Polska Roma are the largest and one of the oldest ethnolinguistic sub group of Romani people living in Poland. Some Polska Roma also live in North America, Switzerland, Sweden, Great Britain and countries of the European Union. The term "Polska Roma" is both an ethnonym of the group and a term used in the academic literature. As such it is distinct from the terms "Polish Roma" or "Roma in Poland" which better denote the broader Roma population in Poland. Polish ethnographer Jerzy Ficowski, writing in the 1950s and 1960s used the term "Polish Lowlander Gypsies" (Polish: Polscy Cyganie Nizinni) to refer to the same group, though this terminology is no longer in widespread use.

Culture
Polska Roma were nomadic until the twentieth century. They have not assimilated into broader Polish society or the non-Romani cultures of other countries where they live. They are in fact one of the most traditional Romani groups. One exception to this is that the most common surnames among Polska Roma are characteristically Polish (for example Kwiatkowski or Majewski), or occasionally Polonized-German (for example Wajs or Szwarc). Polska Roma generally have had a very strict interpretation of Romanipen cultural laws and practices. Some cultural differences arose however within the community during and after World War II because those of the Polska Roma who spent the war in areas controlled by the Soviet Union were able to hold on to orthodox practice, while those under German occupation and threatened by genocide had to compromise the strictness of their traditions in order to survive.

They are closely related to Xaladitka Roma, or "Ruska Roma" who emigrated to the Polish–Lithuanian Commonwealth together with the Polska Roma. Because the Xaladitka settled in regions of present-day Belarus, they became more affected by Ruthenian, rather than Polish, culture.

History

Origins

Polska Roma as a distinct ethnolinguistic group formed during the 16th century in western Poland from Roma refugees who had migrated to the Polish–Lithuanian Commonwealth in order to escape anti-Romani persecution in the Holy Roman Empire. The migration was a result of a wave of pogroms, persecutions and anti-Romani laws in German territories and this had a profound effect on Polska Roma's culture and language. Compared to other Roma groups, such as the Bergitka Roma (Polish Carpathian Gypsies or Polish Highlander Gypsies in Ficowski's terminology) who had actually arrived in Poland earlier in the 15th century, the communities of Polska Roma are more closed and suspicious of outsiders (Gadjo), less "assimilated", and more tied to traditional Roma culture. Their version of the Roma dialect has also incorporated many German words and idioms.

In the Polish–Lithuanian Commonwealth

Between the 16th and 18th centuries, the Polish–Lithuanian Commonwealth, like other European states, passed anti-Roma legislation. However, unlike in most European countries, these laws were rarely enforced in large measure because the Roma found powerful protectors among the Szlachta (Polish nobility) and benign neglect. Polish nobles, magnates and landowners, placed a high value on the traditional crafts of the Roma, such as metallurgy, farming, and wheelwrighting, as well musical skills (which became a standard staple of important occasions), the Polska Roma were usually exempted from the feudal restrictions that tied Polish peasants to the land. They were free to continue the nomadic lifestyle during most of the year, as long as they arrived in the "home town" on pre-specified market days. In that respect, the Polska Roma occupied social strata above that of the Polish peasants and other Roma populations, such as the Carpathian Roma (whose mobility was restricted).

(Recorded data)

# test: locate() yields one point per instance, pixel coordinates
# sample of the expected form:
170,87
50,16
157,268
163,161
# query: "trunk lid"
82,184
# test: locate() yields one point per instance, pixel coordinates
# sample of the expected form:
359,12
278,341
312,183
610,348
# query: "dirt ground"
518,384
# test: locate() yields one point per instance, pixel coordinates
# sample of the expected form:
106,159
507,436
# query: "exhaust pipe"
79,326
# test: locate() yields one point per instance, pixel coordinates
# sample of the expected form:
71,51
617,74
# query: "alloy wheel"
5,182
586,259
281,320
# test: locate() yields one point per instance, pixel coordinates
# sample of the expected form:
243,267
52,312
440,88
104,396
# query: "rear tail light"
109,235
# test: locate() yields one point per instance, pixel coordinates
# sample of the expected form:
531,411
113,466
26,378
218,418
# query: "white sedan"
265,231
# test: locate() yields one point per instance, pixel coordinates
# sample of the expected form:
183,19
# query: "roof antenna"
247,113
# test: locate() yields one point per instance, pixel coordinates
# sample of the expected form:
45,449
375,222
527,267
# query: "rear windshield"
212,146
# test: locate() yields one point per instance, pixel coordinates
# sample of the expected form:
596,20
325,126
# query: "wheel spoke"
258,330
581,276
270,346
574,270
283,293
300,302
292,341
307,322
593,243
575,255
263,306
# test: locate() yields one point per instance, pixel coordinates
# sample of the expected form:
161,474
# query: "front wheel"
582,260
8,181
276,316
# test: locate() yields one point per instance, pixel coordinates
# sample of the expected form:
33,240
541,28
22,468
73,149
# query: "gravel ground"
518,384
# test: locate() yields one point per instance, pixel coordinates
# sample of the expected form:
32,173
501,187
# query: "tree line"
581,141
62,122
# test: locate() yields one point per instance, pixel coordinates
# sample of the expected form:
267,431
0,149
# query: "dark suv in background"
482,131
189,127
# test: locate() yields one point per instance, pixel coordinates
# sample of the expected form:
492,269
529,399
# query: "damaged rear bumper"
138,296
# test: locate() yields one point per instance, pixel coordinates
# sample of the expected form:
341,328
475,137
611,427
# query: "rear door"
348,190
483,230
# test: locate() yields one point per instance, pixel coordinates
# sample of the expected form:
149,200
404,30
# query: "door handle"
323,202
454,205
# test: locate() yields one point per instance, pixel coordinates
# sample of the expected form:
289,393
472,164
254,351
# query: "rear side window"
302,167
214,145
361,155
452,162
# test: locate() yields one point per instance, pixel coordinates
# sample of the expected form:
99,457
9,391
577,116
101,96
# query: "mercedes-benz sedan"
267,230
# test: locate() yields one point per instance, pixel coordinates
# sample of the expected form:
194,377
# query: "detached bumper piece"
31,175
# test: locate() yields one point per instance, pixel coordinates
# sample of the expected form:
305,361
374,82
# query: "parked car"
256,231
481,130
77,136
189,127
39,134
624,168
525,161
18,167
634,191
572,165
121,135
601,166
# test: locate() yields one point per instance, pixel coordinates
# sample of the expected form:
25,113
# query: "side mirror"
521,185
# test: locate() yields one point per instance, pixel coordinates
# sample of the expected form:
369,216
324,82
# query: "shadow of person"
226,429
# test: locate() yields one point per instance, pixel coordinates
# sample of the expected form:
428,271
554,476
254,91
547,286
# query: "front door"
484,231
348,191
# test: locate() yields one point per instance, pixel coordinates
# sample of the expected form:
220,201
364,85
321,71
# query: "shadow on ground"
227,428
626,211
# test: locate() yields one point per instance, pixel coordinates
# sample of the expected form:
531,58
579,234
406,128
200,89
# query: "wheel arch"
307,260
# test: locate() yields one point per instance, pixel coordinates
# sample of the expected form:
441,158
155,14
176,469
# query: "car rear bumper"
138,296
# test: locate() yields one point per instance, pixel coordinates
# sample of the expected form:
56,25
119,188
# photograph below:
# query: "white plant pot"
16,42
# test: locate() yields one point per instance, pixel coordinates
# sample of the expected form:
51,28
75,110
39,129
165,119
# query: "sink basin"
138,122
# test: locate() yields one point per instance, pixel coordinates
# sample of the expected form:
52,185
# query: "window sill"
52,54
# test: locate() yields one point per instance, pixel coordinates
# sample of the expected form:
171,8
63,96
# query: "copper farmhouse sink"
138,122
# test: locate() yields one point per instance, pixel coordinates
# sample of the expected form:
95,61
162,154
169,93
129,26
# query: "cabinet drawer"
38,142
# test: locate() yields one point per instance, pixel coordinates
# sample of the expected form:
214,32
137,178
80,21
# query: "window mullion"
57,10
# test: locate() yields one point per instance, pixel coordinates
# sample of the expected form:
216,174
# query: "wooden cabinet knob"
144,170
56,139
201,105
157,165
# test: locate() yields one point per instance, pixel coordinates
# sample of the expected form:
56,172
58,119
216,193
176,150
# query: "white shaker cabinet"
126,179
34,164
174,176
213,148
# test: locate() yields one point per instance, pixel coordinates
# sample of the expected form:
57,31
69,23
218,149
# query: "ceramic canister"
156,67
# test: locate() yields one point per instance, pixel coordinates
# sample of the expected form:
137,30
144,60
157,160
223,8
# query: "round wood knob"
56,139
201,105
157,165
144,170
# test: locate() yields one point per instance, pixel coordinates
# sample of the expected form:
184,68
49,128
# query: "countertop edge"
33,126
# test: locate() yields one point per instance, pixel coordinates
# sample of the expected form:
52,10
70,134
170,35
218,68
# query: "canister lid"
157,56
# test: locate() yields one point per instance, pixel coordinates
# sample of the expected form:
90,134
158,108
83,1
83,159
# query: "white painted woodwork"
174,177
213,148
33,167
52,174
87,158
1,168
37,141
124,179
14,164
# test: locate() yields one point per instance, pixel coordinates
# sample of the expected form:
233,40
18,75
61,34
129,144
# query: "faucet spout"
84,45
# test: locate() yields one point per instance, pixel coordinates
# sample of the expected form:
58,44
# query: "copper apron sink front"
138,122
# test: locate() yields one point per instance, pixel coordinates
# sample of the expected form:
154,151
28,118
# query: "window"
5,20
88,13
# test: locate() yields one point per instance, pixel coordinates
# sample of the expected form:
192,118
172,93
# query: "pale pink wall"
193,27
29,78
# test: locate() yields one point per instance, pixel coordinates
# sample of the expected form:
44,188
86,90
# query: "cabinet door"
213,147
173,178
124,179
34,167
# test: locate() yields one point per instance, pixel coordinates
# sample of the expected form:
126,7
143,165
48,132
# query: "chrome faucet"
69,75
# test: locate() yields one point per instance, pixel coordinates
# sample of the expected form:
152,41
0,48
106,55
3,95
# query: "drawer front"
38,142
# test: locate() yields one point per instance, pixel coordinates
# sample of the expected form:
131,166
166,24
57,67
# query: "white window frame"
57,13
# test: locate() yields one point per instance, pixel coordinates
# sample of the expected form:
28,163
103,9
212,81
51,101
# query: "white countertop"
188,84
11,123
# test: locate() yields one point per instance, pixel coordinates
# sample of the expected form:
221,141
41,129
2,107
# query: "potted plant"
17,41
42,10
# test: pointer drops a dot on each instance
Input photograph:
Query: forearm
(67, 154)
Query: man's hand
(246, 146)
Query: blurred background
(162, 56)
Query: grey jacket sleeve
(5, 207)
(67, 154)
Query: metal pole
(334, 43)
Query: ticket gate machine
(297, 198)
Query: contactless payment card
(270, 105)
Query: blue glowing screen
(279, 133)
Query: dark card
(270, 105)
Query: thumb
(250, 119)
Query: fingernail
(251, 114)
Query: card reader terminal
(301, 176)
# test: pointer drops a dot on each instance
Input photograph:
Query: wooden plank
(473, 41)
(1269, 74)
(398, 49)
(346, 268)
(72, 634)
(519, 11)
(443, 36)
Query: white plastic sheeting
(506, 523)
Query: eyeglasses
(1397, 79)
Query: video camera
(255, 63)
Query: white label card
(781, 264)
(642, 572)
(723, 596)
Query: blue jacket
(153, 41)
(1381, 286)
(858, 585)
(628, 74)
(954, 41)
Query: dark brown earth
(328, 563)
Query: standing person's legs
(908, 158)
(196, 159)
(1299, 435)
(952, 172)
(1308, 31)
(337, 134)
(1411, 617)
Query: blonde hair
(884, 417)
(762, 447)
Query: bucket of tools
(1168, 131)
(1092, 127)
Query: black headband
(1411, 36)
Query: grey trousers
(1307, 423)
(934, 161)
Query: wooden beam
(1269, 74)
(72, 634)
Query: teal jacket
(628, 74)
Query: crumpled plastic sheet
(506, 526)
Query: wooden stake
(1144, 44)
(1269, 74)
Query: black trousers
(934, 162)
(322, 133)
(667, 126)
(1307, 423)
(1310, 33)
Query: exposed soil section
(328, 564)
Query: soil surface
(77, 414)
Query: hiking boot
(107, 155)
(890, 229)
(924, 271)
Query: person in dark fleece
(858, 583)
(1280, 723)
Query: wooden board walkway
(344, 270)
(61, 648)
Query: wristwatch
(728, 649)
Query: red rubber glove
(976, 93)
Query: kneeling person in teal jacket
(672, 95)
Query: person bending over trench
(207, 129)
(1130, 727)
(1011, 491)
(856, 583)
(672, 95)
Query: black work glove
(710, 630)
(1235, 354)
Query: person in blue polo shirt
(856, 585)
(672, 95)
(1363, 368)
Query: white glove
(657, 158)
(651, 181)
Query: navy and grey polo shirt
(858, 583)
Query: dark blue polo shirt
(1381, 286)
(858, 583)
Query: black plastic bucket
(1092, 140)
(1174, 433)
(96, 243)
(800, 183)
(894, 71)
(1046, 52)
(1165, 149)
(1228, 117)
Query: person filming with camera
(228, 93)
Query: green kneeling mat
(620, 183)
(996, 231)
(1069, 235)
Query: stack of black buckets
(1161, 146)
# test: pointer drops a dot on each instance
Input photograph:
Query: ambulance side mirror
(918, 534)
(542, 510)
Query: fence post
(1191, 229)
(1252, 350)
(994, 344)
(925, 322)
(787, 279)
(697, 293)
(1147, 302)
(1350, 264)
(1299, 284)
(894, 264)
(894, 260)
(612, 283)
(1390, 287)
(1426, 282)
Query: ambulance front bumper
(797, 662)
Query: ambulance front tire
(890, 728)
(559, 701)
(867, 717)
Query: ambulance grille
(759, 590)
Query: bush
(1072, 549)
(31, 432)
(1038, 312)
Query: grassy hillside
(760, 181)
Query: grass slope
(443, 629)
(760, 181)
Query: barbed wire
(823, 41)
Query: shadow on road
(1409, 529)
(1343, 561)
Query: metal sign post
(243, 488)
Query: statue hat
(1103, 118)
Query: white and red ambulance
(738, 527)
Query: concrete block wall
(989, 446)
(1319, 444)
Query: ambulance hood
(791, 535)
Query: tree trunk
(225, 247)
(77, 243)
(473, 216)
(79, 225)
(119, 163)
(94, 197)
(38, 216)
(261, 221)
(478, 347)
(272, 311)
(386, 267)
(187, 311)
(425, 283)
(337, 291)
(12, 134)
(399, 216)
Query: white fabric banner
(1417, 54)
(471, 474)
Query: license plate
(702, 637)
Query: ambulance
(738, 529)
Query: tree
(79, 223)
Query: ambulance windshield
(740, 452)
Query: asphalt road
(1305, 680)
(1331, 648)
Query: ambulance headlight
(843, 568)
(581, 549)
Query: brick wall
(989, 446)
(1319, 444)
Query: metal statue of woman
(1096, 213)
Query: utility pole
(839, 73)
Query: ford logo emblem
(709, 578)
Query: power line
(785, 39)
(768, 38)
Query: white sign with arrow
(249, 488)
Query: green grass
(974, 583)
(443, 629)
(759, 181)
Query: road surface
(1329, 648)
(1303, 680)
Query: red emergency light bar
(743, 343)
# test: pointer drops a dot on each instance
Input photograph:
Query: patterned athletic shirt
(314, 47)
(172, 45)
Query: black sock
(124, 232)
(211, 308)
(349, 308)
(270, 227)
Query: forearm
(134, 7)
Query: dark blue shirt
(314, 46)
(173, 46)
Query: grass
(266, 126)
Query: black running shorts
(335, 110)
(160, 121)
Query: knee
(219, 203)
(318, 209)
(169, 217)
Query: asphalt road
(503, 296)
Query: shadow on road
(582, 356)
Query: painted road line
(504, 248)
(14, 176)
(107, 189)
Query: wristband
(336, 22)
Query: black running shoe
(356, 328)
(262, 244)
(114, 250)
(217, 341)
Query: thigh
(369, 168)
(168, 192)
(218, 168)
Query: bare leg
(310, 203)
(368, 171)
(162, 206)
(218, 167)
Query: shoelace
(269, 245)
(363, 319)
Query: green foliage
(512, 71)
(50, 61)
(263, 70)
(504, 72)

Problems and tasks:
1. List every surname the Polska Roma text gives as an example.
2. Repeat the part of the Polska Roma text starting at "Polska Roma are the" and ending at "in widespread use.".

Answers for this exercise:
1. Kwiatkowski, Majewski, Wajs, Szwarc

2.
Polska Roma are the largest and one of the oldest ethnolinguistic sub group of Romani people living in Poland. Some Polska Roma also live in North America, Switzerland, Sweden, Great Britain and countries of the European Union. The term "Polska Roma" is both an ethnonym of the group and a term used in the academic literature. As such it is distinct from the terms "Polish Roma" or "Roma in Poland" which better denote the broader Roma population in Poland. Polish ethnographer Jerzy Ficowski, writing in the 1950s and 1960s used the term "Polish Lowlander Gypsies" (Polish: Polscy Cyganie Nizinni) to refer to the same group, though this terminology is no longer in widespread use.